● **Data lines**
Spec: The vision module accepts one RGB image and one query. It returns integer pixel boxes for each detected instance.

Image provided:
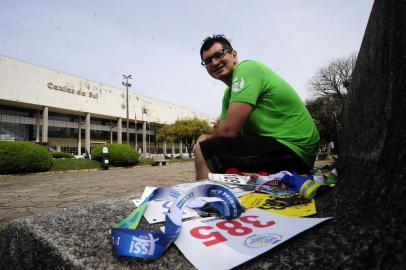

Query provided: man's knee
[193,134,210,154]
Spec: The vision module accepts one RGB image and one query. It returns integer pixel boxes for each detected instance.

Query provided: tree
[308,53,357,108]
[306,53,357,152]
[158,118,211,157]
[148,122,162,153]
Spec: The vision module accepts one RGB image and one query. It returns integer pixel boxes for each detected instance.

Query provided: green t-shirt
[220,60,319,167]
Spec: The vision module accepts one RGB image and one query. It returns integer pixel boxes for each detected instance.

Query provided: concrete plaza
[0,162,194,227]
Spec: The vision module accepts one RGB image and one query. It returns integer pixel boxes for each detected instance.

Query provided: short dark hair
[200,35,233,59]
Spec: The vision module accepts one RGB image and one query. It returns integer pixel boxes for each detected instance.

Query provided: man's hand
[210,102,253,138]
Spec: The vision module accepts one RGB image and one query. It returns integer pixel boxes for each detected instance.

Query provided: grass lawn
[50,158,100,171]
[50,157,194,171]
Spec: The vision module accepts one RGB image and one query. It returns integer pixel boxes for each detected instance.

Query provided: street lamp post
[123,74,132,145]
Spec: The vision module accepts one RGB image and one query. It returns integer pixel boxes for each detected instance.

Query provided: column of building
[117,117,123,144]
[42,106,48,143]
[142,122,147,154]
[85,113,90,154]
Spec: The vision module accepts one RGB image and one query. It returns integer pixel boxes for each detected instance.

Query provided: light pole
[123,74,132,145]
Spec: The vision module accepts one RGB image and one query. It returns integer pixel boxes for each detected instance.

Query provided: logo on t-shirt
[231,77,244,92]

● **Given task**
Pull out every line of the rows above that contains the string "provided", matching case exactly.

● **Correct response**
Image provided:
Query provided: man's knee
Query provided: tree
Query provided: green t-shirt
Query provided: concrete plaza
Query provided: short dark hair
Query provided: man's hand
Query provided: grass lawn
Query provided: street lamp post
Query provided: column of building
Query provided: light pole
Query provided: logo on t-shirt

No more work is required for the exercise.